THE TASK: The expected output is a copy of every line in the records with the string "tread".

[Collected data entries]
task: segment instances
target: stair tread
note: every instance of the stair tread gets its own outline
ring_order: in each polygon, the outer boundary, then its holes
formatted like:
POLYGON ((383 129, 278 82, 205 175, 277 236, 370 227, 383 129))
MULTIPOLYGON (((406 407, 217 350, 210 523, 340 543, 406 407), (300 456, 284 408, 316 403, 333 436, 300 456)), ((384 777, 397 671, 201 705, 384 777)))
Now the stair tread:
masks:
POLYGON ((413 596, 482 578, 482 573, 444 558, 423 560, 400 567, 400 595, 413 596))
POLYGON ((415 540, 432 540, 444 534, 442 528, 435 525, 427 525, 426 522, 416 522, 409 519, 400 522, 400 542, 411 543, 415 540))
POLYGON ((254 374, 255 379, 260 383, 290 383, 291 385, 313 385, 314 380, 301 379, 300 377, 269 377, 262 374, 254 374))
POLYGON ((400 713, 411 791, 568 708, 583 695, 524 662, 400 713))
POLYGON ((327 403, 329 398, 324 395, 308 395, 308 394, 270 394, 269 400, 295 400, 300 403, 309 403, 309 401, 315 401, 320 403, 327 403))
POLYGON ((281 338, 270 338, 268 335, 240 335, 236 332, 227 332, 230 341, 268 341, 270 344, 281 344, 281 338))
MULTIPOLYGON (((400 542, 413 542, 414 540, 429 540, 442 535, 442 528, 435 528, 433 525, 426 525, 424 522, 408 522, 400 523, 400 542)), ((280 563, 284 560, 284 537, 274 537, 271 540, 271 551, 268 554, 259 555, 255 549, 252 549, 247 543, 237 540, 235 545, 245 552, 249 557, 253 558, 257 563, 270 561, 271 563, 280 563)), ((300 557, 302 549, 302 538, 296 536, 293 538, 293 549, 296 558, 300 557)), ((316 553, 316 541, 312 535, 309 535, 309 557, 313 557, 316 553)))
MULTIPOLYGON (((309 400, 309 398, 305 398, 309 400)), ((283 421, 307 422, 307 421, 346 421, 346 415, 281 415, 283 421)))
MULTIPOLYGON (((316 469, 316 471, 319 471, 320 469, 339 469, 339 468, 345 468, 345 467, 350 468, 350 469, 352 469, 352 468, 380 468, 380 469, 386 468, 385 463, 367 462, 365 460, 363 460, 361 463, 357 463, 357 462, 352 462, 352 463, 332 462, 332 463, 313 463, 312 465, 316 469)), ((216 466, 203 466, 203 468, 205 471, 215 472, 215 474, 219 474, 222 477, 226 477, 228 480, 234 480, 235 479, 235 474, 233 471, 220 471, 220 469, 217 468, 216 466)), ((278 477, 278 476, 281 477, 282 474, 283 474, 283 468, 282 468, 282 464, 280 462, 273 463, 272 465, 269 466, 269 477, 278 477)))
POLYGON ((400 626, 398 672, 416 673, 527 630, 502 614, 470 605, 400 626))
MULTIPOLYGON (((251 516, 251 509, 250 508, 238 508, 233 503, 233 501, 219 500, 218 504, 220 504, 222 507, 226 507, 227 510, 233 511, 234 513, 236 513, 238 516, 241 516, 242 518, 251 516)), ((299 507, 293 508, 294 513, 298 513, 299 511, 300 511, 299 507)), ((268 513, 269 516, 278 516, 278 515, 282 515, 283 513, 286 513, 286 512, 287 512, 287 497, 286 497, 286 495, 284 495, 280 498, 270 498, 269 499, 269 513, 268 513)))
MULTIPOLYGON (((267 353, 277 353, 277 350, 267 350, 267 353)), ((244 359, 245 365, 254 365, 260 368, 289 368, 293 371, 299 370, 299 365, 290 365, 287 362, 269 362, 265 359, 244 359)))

ANSWER BELOW:
target: stair tread
note: every instance of the stair tread gets its own outline
Now the stair tread:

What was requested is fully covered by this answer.